Mask labeling examples:

++++++

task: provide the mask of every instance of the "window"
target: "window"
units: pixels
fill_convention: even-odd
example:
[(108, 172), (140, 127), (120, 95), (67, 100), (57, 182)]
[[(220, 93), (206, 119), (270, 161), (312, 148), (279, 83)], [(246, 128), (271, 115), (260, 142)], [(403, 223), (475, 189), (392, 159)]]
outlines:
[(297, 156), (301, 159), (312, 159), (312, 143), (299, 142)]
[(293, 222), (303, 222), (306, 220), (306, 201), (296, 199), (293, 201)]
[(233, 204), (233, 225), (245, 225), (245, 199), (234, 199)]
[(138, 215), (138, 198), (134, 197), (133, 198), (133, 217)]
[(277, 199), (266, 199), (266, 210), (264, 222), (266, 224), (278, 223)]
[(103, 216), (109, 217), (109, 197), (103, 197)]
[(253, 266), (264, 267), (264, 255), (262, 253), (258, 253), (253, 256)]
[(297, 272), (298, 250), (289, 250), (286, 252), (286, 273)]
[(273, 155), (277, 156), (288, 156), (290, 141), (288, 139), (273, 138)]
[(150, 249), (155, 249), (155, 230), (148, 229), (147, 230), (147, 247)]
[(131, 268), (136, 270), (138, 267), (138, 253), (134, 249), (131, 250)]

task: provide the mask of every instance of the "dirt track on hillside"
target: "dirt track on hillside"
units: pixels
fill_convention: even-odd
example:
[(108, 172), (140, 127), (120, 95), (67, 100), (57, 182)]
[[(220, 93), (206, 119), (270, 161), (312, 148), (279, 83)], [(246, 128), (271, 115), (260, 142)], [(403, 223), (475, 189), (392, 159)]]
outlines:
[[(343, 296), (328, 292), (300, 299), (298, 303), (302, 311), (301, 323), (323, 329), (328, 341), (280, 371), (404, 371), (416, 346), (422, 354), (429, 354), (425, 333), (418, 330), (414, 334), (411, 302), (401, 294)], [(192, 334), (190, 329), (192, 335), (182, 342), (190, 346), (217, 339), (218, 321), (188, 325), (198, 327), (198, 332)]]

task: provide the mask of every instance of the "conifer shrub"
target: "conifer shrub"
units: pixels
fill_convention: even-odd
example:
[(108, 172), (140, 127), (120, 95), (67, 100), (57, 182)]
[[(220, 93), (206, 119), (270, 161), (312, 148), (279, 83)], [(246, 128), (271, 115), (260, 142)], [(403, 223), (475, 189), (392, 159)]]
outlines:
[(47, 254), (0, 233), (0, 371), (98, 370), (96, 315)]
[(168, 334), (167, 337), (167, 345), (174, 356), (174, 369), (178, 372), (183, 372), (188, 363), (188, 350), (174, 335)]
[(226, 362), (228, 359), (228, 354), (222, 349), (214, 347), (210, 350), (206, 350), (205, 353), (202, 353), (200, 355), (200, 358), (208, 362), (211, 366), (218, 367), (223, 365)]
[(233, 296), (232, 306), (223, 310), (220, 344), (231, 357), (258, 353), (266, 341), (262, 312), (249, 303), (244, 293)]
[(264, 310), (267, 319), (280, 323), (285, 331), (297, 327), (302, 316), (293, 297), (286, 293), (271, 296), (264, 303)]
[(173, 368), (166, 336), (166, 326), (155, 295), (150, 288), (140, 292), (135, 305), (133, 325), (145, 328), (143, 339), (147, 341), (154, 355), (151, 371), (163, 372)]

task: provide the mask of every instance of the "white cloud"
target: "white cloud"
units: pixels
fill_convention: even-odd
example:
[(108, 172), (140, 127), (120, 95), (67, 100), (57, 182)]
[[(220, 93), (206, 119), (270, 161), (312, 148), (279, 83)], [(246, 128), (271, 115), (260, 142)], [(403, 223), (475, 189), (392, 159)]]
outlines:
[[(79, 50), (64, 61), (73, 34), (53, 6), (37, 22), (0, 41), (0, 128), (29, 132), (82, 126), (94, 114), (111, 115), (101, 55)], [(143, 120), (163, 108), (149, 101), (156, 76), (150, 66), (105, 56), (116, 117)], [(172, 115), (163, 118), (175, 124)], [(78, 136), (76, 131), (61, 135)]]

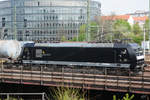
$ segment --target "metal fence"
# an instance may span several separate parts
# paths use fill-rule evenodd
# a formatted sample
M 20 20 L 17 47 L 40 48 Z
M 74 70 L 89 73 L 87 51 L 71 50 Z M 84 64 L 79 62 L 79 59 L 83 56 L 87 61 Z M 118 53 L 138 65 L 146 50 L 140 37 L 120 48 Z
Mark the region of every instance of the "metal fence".
M 0 100 L 49 100 L 45 93 L 0 93 Z

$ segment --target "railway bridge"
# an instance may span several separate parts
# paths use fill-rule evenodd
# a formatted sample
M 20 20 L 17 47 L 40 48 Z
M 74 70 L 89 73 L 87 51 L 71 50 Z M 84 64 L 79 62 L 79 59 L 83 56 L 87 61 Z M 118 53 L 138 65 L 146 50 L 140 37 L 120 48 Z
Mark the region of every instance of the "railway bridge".
M 150 67 L 133 75 L 122 69 L 1 64 L 0 82 L 150 94 Z

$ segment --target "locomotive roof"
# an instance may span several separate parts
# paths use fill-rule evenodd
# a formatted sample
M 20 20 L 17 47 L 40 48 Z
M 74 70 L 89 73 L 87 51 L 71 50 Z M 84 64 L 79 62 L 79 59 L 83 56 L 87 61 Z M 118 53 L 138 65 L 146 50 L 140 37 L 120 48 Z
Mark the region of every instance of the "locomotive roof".
M 36 43 L 35 47 L 116 47 L 123 48 L 130 44 L 125 43 Z M 133 46 L 133 45 L 130 45 Z

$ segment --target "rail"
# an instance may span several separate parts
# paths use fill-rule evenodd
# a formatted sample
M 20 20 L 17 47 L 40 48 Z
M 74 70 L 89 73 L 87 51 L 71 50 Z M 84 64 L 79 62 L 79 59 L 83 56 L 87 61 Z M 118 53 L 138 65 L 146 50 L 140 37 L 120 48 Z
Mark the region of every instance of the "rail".
M 13 100 L 16 100 L 15 98 L 18 98 L 17 100 L 24 100 L 23 98 L 27 100 L 49 100 L 45 93 L 0 93 L 0 99 L 12 100 L 12 98 L 14 98 Z
M 134 74 L 96 67 L 3 65 L 0 82 L 150 94 L 150 68 Z

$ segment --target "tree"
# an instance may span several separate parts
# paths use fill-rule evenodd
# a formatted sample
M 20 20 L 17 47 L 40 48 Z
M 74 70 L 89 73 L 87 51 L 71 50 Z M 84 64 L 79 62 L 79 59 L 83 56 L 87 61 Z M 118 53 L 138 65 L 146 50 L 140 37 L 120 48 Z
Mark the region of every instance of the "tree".
M 142 29 L 141 29 L 141 27 L 139 26 L 138 23 L 136 23 L 136 24 L 133 25 L 133 29 L 132 30 L 133 30 L 133 33 L 135 35 L 139 35 L 139 34 L 142 33 Z

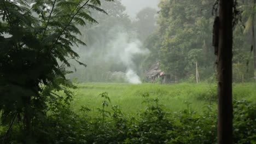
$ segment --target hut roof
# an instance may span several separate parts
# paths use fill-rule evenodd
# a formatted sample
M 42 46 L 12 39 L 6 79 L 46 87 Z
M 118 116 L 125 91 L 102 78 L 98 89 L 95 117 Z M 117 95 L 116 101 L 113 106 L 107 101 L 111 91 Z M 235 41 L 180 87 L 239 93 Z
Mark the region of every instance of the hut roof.
M 147 77 L 152 77 L 159 74 L 162 71 L 159 69 L 159 63 L 155 63 L 150 67 L 149 70 L 146 73 L 145 75 Z

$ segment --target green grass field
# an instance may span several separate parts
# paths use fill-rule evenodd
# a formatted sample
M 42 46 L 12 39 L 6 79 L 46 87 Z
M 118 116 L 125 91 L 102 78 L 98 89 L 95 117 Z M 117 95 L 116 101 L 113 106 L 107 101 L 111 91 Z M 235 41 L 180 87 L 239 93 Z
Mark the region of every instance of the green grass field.
M 126 114 L 135 114 L 146 107 L 142 103 L 142 95 L 148 93 L 151 98 L 159 98 L 160 103 L 170 112 L 178 111 L 187 107 L 202 112 L 206 106 L 211 104 L 216 107 L 217 86 L 215 84 L 179 83 L 162 85 L 153 83 L 131 85 L 127 83 L 80 83 L 77 85 L 72 107 L 77 111 L 81 106 L 92 110 L 94 115 L 97 108 L 101 107 L 102 98 L 99 94 L 108 93 L 111 105 L 121 106 Z M 234 84 L 234 99 L 245 99 L 256 101 L 256 84 Z

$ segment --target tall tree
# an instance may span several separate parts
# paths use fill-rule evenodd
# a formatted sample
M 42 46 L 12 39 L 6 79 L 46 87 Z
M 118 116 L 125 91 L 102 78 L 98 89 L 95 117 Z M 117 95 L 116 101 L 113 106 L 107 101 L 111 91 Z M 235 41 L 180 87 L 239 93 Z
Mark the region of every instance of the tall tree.
M 77 37 L 77 26 L 96 23 L 90 10 L 106 13 L 100 5 L 98 0 L 0 1 L 1 121 L 10 128 L 15 119 L 24 122 L 25 143 L 36 143 L 33 121 L 46 117 L 49 104 L 61 97 L 52 90 L 71 96 L 65 86 L 74 86 L 65 66 L 70 59 L 85 65 L 72 49 L 85 45 Z
M 232 50 L 234 0 L 219 0 L 218 50 L 219 144 L 232 143 Z M 218 29 L 217 29 L 218 30 Z

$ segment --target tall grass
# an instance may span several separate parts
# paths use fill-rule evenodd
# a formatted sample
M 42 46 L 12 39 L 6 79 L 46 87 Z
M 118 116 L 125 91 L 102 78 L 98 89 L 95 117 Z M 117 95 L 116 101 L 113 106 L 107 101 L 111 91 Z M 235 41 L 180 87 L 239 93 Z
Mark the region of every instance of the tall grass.
M 146 108 L 142 97 L 146 93 L 152 98 L 159 98 L 160 103 L 170 112 L 182 110 L 189 104 L 193 110 L 200 113 L 209 104 L 215 108 L 217 105 L 217 87 L 213 83 L 162 85 L 95 83 L 78 84 L 78 87 L 72 108 L 77 111 L 81 106 L 89 107 L 92 110 L 91 115 L 101 106 L 102 99 L 99 94 L 103 92 L 108 93 L 112 104 L 119 105 L 127 114 L 137 113 Z M 234 84 L 233 91 L 234 99 L 256 101 L 255 83 Z

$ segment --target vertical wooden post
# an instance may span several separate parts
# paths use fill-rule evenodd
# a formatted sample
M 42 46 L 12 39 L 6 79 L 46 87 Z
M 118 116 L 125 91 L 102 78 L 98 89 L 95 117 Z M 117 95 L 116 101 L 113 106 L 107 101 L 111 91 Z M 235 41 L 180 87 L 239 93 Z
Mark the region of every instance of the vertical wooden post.
M 232 142 L 232 49 L 234 0 L 219 0 L 218 142 Z
M 196 83 L 198 83 L 198 71 L 197 71 L 197 61 L 196 61 Z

++++++

YOUR OBJECTIVE: Output exactly the lines from the one containing "--target tall grass" through the last line of the entries, both ends included.

SOLUTION TO THIS PROBLEM:
$ segment --target tall grass
# an instance may span several separate parts
# paths use fill-rule evenodd
# a formatted sample
M 42 46 L 12 39 L 6 79 L 46 87 Z
M 118 116 L 125 91 L 102 78 L 98 89 L 95 117 Z M 117 95 L 116 101 L 113 106 L 107 101 L 111 91 Z M 235 41 L 180 87 L 239 93 Z
Mark the region of every instance of the tall grass.
M 146 108 L 142 97 L 146 93 L 152 98 L 159 98 L 160 103 L 170 112 L 182 110 L 189 104 L 193 110 L 200 113 L 209 104 L 215 108 L 217 105 L 217 87 L 213 83 L 162 85 L 95 83 L 78 84 L 78 87 L 72 108 L 77 111 L 81 106 L 89 107 L 92 110 L 91 115 L 101 106 L 102 99 L 99 94 L 103 92 L 108 93 L 112 104 L 119 105 L 127 114 L 137 113 Z M 234 84 L 233 91 L 234 99 L 256 101 L 255 83 Z

$ segment --target vertical wooden post
# an instance may span several separate parts
# paths use fill-rule evenodd
# a formatted sample
M 42 46 L 12 39 L 6 79 L 46 87 Z
M 118 116 L 125 91 L 102 78 L 98 89 L 95 117 Z M 117 95 L 116 101 L 113 106 L 107 101 L 111 91 Z M 235 41 L 180 87 L 239 93 Z
Mark the region of every instance of the vertical wooden post.
M 232 142 L 232 49 L 234 0 L 219 0 L 218 142 Z
M 196 83 L 198 83 L 198 71 L 197 71 L 197 61 L 196 61 Z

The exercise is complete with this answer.